Start of Data under study

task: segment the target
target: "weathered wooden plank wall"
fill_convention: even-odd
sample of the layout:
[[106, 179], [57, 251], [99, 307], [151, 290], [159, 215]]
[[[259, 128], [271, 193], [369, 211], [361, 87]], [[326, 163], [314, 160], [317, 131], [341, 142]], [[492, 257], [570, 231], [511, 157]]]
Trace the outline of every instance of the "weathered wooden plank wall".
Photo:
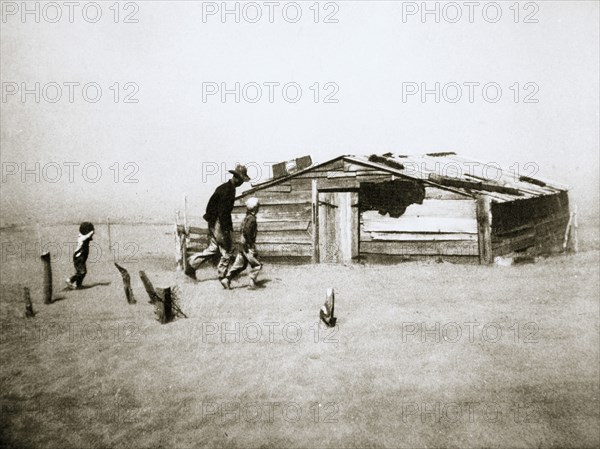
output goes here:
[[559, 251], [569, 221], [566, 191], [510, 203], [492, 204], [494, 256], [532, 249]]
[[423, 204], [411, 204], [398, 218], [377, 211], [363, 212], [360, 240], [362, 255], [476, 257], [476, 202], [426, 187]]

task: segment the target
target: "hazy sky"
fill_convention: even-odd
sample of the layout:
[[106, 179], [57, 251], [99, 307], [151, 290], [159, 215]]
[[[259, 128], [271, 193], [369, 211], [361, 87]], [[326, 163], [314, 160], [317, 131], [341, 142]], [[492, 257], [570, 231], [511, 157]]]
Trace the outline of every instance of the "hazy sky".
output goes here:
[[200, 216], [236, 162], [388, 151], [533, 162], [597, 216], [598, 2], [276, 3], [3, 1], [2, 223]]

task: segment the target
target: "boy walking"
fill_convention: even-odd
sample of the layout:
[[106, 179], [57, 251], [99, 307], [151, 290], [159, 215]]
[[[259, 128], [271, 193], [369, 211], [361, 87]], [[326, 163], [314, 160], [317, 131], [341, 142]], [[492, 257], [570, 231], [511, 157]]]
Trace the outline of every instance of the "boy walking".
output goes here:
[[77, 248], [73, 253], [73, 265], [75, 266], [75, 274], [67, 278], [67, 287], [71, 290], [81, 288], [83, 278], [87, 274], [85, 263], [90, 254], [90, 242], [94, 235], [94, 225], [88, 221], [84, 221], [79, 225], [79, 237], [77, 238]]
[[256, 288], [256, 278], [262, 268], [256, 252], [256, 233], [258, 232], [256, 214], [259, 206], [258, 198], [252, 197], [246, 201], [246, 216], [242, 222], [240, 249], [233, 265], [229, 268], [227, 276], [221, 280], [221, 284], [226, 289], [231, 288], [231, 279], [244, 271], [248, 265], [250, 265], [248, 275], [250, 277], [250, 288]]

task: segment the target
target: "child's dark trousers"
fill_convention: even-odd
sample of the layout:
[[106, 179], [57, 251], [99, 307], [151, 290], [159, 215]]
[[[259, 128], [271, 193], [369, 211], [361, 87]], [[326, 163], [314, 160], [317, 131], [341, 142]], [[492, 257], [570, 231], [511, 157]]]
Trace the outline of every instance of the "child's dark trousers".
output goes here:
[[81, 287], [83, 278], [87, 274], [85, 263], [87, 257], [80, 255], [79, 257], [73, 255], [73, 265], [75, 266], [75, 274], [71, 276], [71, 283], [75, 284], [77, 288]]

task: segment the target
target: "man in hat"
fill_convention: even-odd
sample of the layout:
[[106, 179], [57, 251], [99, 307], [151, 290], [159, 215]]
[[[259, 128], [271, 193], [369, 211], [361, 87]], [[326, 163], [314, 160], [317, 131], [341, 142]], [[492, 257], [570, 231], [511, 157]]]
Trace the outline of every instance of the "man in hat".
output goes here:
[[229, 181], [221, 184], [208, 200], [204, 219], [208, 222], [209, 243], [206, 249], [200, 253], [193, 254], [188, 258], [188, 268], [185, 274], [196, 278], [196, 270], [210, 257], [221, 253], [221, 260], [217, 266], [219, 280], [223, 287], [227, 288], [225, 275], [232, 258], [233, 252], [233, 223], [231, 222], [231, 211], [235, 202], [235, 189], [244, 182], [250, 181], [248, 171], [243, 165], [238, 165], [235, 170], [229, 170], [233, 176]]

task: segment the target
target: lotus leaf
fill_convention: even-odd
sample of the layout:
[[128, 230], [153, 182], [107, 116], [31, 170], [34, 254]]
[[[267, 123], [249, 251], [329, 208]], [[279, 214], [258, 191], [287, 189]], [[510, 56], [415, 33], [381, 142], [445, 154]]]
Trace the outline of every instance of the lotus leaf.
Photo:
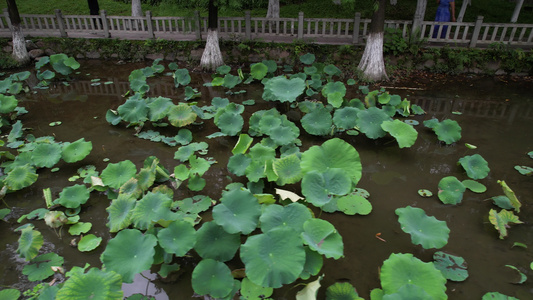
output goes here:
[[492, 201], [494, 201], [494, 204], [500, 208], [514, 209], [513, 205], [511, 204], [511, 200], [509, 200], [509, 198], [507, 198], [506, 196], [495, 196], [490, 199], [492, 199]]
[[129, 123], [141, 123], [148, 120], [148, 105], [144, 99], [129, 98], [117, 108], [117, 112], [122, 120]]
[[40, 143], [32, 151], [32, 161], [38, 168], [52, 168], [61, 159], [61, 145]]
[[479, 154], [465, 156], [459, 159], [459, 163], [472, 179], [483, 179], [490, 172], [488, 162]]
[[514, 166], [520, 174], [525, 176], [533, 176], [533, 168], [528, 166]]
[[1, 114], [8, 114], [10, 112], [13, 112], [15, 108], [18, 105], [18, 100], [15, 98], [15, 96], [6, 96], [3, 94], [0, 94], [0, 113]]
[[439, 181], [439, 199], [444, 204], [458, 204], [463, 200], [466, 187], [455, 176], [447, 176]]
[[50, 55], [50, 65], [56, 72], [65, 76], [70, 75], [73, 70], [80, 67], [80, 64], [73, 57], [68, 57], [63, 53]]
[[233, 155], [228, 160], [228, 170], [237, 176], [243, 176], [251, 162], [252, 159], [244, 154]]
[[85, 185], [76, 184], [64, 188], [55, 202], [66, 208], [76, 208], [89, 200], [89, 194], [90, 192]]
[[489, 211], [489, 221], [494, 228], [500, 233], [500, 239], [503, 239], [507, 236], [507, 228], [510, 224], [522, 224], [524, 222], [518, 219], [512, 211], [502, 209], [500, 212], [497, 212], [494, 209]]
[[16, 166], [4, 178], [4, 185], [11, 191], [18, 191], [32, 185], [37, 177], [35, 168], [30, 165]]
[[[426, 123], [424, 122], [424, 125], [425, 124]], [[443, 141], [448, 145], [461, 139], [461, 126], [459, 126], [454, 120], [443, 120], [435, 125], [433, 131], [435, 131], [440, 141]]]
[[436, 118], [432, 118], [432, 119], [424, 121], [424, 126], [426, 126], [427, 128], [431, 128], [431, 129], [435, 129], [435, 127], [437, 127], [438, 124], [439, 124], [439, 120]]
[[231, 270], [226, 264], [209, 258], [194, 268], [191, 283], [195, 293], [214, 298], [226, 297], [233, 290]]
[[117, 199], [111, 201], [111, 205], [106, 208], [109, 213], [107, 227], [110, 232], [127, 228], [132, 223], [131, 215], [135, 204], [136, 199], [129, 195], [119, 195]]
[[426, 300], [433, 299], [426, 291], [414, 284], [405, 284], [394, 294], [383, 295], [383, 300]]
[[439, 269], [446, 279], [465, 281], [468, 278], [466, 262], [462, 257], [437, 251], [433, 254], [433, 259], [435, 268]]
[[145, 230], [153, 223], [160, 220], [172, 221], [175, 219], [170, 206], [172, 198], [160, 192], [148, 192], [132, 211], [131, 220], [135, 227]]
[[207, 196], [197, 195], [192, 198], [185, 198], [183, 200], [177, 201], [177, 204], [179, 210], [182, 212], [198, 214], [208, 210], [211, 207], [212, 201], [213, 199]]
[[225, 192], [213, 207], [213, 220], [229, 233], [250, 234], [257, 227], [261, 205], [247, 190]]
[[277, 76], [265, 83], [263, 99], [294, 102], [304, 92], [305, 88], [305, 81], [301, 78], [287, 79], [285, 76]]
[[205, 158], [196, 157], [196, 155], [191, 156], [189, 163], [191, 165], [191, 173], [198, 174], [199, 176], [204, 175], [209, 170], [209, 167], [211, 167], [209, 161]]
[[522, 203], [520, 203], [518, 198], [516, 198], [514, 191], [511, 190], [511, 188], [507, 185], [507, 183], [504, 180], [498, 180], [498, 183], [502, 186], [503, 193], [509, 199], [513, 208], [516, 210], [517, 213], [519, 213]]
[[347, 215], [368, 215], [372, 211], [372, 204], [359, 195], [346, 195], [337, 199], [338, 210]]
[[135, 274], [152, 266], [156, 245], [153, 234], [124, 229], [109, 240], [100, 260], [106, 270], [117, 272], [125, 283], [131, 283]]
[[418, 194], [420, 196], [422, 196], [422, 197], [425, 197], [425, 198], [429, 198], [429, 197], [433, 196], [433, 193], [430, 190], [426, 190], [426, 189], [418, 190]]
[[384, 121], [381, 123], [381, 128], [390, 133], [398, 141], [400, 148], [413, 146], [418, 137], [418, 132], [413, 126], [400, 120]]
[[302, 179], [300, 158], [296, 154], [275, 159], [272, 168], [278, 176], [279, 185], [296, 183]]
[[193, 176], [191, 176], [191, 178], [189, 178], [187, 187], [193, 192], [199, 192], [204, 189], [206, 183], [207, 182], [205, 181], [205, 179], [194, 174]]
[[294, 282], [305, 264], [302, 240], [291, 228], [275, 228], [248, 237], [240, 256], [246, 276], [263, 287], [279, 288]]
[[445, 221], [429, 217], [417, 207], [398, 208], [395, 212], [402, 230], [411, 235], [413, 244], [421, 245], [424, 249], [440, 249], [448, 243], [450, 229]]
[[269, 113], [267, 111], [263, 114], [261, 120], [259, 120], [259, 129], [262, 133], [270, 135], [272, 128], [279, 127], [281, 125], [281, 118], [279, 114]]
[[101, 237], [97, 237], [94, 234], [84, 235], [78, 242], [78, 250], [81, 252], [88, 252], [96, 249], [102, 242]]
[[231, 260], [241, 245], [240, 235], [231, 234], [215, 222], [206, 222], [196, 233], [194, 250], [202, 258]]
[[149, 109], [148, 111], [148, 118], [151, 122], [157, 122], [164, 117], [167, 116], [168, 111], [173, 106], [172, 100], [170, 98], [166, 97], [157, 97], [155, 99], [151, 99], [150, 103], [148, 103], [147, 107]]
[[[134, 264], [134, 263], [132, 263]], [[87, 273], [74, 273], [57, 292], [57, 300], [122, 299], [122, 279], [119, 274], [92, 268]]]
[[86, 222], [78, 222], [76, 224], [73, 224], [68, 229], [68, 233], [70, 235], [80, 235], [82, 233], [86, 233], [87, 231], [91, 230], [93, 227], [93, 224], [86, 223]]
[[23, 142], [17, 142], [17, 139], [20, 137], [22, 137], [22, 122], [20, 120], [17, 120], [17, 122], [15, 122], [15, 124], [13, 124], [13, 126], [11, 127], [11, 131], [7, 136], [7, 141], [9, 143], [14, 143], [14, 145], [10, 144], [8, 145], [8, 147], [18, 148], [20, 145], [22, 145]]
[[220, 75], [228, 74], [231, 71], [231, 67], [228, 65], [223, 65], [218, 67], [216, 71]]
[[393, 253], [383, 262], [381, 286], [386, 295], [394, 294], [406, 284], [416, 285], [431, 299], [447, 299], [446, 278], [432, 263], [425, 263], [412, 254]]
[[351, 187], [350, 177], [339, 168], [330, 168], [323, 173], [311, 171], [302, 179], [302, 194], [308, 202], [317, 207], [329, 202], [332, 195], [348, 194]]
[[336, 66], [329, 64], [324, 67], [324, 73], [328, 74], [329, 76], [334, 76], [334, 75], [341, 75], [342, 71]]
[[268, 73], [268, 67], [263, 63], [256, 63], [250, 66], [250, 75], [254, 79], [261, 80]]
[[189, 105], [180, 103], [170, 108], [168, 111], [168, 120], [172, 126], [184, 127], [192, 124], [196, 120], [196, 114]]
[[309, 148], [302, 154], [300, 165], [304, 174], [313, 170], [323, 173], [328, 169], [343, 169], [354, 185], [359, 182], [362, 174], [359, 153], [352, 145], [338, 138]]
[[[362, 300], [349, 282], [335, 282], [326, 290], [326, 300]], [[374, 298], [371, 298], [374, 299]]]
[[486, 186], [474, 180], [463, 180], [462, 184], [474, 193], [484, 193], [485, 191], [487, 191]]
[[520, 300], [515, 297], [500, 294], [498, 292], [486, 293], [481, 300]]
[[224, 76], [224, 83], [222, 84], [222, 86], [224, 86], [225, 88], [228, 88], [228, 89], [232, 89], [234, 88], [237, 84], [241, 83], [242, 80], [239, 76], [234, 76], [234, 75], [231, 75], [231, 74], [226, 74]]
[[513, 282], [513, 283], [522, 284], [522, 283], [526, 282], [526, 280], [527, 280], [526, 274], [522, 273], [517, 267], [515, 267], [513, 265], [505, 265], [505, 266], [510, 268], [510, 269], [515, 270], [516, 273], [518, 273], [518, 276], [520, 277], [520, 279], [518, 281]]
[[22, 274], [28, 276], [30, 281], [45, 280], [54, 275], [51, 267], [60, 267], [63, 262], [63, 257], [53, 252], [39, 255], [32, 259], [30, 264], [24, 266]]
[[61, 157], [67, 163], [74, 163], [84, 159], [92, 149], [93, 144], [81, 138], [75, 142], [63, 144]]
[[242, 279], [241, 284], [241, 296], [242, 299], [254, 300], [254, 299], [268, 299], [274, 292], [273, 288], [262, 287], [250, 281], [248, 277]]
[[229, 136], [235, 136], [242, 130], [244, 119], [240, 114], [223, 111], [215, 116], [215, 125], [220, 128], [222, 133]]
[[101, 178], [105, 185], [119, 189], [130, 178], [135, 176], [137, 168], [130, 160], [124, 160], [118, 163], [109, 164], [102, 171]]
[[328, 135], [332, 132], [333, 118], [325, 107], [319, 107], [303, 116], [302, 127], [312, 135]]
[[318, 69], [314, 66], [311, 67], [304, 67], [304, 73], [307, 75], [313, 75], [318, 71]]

End of Data under study

What you have to do -
An answer is complete only when it holds every line above containing the string "plank".

Answer space -
target: "weathered wooden plank wall"
Trace the outline of every instance of the "weathered wooden plank wall".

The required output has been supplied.